[Bir veri kümesinde listelenen öğeler]
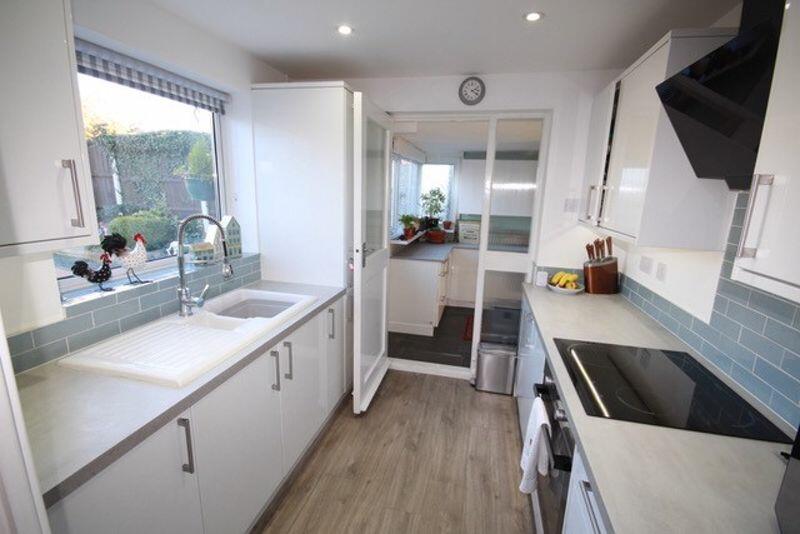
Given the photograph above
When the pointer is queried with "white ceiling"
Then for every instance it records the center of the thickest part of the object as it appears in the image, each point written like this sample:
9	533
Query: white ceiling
441	37
451	138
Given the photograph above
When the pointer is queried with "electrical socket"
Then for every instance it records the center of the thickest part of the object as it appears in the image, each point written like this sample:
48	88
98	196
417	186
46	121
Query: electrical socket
661	271
646	264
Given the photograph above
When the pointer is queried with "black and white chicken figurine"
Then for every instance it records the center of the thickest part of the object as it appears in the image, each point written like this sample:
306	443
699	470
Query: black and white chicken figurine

◆ Gereksinim:
Yukarıdaki listede "black" dizgesini içeren tüm satırları çıkarın. Eşleştirme büyük/küçük harfe duyarlıdır.

◆ Görev sonucu:
When the pointer is queried with "black and white chicken figurine"
Query: black and white chicken figurine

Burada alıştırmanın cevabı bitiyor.